------ 本文

図5に示すように、メモリセル形成領域において設定された複数のブロック50は、Y方向に沿って配列されている。そして、装置1に設けられた導電部材のうち、X方向に延びる導電部材、すなわち、制御ゲート電極CG及び選択ゲート電極SGと、Z方向に延びるU字ピラー30は、ブロック50毎に組分けされている。また、XY平面に沿って形成されているバックゲートBGは、ブロック50毎に分割されており、相互に電気的に分離されている。一方、Y方向に延びるビット線BLは、全てのブロック50を通過するように延びており、全てのブロック50で共有されている。更にまた、シリコン基板11におけるブロック50間の領域には、素子分離膜(図示せず)が形成されている。
【0035】
また、各ブロック50に属する制御ゲート電極CGは、更に2つのグループに組分けされている。すなわち、制御ゲート電極CGは、ソース線SLの直下域に配置され、上端部がソース線SLに接続されたシリコンピラーによって貫かれた制御ゲート電極CG(図5では「制御ゲート電極CGs」と表記する)と、ソース線SLの直下域から外れた領域に配置され、上端部がビット線BLに接続されたシリコンピラーによって貫かれた制御ゲート電極CG(図5では「制御ゲート電極CGb」と表記する)とに分かれている。そして、制御ゲート電極CGsと制御ゲート電極CGbとはY方向に沿って交互に配列されており、制御ゲート電極CGs同士は共通接続されており、制御ゲート電極CGb同士も共通接続されている。また、制御ゲート電極CGsと制御ゲート電極CGbとは電気的に分離されている。

------------

-- 作業内容 --
本文の「図5に示すように、メモリセル」から「図示せず)が形成されている。」に至るまでを全部、一字も変えずに打ち直してください。

------ 提供データ

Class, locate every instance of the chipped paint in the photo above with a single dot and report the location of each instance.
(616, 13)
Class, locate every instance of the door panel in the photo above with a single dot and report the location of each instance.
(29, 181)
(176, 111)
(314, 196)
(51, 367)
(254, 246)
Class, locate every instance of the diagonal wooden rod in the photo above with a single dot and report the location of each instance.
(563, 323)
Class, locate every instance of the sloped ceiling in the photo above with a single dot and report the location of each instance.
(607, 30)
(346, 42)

------------
------ 提供データ

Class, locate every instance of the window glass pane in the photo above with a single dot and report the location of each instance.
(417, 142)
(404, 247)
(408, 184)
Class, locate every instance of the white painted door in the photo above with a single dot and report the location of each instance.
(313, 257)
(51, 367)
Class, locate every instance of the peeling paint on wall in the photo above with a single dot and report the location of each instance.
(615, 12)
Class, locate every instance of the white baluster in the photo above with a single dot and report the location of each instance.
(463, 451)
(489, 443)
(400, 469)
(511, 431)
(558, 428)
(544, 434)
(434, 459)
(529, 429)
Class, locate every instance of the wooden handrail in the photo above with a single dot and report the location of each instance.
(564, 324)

------------

-- 作業結果 --
図5に示すように、メモリセル形成領域において設定された複数のブロック50は、Y方向に沿って配列されている。そして、装置1に設けられた導電部材のうち、X方向に延びる導電部材、すなわち、制御ゲート電極CG及び選択ゲート電極SGと、Z方向に延びるU字ピラー30は、ブロック50毎に組分けされている。また、XY平面に沿って形成されているバックゲートBGは、ブロック50毎に分割されており、相互に電気的に分離されている。一方、Y方向に延びるビット線BLは、全てのブロック50を通過するように延びており、全てのブロック50で共有されている。更にまた、シリコン基板11におけるブロック50間の領域には、素子分離膜(図示せず)が形成されている。